--- QUESITO SCRITTO 1 ---
Trascriva fedelmente la parte dell'intervista su Goliarda che comincia con le parole "A sua detta" e si chiude dopo "suo accento greco.".
--- QUESITO SCRITTO 2 ---
Prosegua l'intervista sulla regia dedicata a Goliarda, riprendendo subito dopo l'ultima frase riportata.

--- ESTRATTO DEL DOCUMENTO ---
━━━

A sua detta questa regia fa tesoro anche di una sua personale esperienza analitica, ce ne farebbe cenno?
È stata una esperienza breve, due anni, ma molto intensa e importante. Avevo una grande stima del mio analista, Andreas Giannakoulas, e mi piaceva moltissimo il suo accento greco.

Goliarda è stata un personaggio straordinario: scrittrice, insegnante, ladra, maschera tragica, buffona, disperata amante della vita e di tante modalità di amore: quale ha privilegiato nella direzione di Donatella Finocchiaro e che contrappunto ha incarnato Roberto De Francesco?

━━━

--- RIGHE DI DATI ---
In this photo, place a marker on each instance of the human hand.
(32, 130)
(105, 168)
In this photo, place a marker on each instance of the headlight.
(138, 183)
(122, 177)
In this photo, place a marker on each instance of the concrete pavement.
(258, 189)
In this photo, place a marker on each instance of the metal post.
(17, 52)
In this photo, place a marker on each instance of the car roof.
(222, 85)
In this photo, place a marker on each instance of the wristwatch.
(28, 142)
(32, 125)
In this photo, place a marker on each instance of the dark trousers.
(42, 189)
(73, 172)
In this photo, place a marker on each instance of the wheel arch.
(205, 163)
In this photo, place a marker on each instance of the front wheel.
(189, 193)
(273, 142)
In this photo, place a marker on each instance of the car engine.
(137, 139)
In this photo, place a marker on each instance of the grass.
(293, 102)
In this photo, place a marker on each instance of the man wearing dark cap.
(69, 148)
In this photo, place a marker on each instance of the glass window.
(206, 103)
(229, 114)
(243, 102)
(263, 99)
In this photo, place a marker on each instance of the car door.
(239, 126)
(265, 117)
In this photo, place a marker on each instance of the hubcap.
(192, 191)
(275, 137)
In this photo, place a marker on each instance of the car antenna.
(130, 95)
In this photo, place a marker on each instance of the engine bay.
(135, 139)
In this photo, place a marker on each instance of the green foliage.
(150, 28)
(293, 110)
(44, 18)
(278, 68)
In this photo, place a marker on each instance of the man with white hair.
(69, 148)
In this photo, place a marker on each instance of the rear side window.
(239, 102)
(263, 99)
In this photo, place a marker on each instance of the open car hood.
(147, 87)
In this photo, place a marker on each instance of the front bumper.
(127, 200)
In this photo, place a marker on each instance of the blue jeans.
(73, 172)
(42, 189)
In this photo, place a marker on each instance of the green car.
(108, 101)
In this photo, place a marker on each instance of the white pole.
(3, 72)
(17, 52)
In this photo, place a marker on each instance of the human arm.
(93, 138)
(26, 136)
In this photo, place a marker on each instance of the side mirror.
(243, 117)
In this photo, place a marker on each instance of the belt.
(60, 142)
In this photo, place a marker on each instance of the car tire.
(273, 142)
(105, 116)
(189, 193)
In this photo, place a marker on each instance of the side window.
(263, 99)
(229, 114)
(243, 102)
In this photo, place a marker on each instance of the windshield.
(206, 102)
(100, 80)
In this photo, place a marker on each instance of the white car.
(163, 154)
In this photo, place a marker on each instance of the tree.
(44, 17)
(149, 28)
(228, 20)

━━━

--- RISULTATO FINALE 1 ---
A sua detta questa regia fa tesoro anche di una sua personale esperienza analitica, ce ne farebbe cenno?
È stata una esperienza breve, due anni, ma molto intensa e importante. Avevo una grande stima del mio analista, Andreas Giannakoulas, e mi piaceva moltissimo il suo accento greco.

--- RISULTATO FINALE 2 ---
Donatella Finocchiaro è un’attrice di straordinaria versatilità, dunque ideale per sfaccettare il personaggio di Goliarda che, lei ha ragione, è un vero e proprio prisma. Del resto l’adattamento di Ippolita di Majo è al tempo stesso un play e una biografia, l’equilibrio in cui stanno insieme nel testo i due aspetti è quello che mi ha convinto a affrontare la regia. E dunque, mentre il personaggio di Goliarda si apre anche biograficamente e noi possiamo volare con lei, quello dello psicoanalista interpretato da Roberto De Francesco è imprigionato nel play, ossia nella dinamica dell’analisi, e non veniamo a sapere nulla di lui, se non che è sposato e che il suo matrimonio va progressivamente in frantumi. Asimmetrie, geometrie del cuore e della mente che non diventano mai ordinate ma che non potrebbero esistere le une senza le altre.